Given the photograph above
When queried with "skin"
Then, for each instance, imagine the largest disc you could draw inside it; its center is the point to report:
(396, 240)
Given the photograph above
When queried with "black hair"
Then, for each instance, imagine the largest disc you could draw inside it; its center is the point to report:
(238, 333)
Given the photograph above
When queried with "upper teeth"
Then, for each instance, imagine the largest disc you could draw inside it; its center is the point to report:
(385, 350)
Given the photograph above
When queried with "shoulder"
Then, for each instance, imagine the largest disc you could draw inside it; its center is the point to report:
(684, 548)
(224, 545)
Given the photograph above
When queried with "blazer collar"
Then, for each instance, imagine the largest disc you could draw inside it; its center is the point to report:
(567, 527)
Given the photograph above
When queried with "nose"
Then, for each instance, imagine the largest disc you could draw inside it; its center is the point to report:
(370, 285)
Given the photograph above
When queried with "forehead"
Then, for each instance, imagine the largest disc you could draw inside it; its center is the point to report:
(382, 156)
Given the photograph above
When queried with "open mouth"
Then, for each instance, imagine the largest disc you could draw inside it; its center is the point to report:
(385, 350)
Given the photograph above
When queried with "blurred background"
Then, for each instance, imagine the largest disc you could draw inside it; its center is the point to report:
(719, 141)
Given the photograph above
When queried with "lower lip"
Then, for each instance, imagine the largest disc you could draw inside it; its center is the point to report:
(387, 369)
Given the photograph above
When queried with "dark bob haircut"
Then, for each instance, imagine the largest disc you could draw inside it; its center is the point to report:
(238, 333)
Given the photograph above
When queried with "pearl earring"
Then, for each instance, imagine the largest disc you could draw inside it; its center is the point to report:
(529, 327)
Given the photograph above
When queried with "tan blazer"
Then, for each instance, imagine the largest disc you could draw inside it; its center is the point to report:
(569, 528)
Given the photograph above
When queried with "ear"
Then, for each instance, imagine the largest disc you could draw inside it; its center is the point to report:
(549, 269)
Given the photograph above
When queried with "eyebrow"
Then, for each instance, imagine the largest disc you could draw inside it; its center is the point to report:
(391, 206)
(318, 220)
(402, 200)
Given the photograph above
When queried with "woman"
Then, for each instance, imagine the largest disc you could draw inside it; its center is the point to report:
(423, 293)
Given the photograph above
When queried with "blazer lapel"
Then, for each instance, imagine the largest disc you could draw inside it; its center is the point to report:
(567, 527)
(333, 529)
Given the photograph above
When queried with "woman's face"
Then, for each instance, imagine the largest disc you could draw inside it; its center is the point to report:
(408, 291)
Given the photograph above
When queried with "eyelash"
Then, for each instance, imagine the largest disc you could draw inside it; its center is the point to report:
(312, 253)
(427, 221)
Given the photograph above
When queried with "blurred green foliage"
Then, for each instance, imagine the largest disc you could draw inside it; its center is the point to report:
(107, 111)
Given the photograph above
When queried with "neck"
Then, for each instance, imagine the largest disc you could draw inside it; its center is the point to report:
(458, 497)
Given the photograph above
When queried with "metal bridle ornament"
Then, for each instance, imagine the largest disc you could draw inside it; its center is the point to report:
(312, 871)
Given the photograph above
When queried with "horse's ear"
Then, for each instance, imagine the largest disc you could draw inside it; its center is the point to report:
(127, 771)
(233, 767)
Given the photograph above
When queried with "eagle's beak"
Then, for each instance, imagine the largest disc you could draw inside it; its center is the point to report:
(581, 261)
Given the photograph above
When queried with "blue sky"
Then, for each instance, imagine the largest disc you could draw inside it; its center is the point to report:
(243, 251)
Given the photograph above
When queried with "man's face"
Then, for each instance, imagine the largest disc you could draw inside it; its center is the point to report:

---+---

■ **Problem description**
Wherever the string "blurred" appears in the entries above, return the line it appears on.

■ **Finished exercise**
When queried with "blurred background"
When queried with "blurred green foliage"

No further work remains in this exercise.